Request: Please copy everything from the line containing "In this picture, where can the shovel" down to the line containing "point(431, 122)", both included, exactly as the lines stand.

Data for this task:
## BEGIN

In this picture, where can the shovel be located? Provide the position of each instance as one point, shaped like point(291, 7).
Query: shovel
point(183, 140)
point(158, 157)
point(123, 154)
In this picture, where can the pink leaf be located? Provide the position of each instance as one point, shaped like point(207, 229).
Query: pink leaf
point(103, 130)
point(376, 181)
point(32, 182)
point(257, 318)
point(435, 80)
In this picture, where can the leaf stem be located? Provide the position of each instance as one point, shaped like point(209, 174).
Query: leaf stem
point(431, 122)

## END
## BEGIN

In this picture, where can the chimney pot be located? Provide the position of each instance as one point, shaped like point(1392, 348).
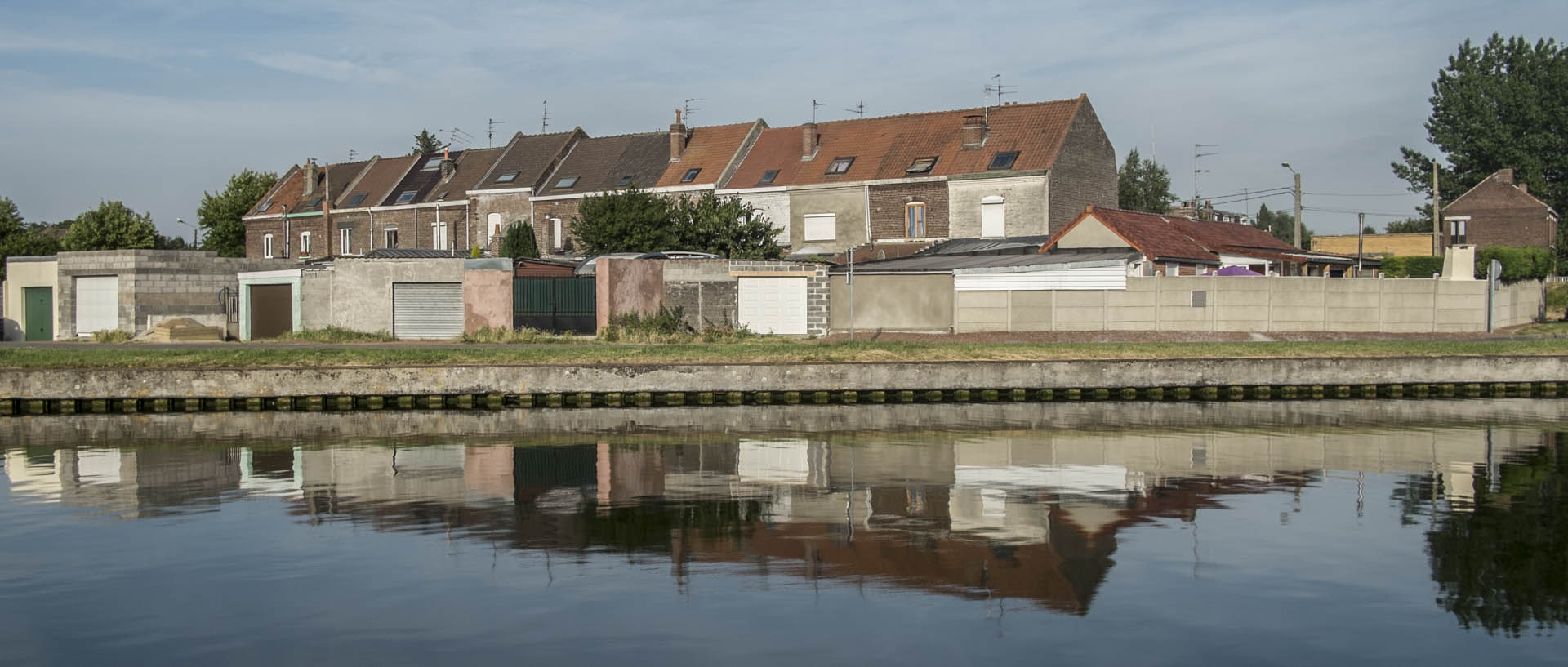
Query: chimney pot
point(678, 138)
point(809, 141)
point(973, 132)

## END

Final answer:
In this picture, where can the shovel be located? Provide the position of each instance as one point, shaped like point(291, 7).
Query: shovel
point(183, 140)
point(158, 157)
point(123, 154)
In this picture, where can the pink leaf be located? Provide the position of each instance as one point, shaped like point(207, 229).
Query: pink leaf
point(103, 130)
point(376, 181)
point(32, 182)
point(257, 318)
point(435, 80)
In this picture, where can the leaf stem be located? Provide the position of each instance as one point, shaped like point(209, 174).
Query: leaf stem
point(431, 122)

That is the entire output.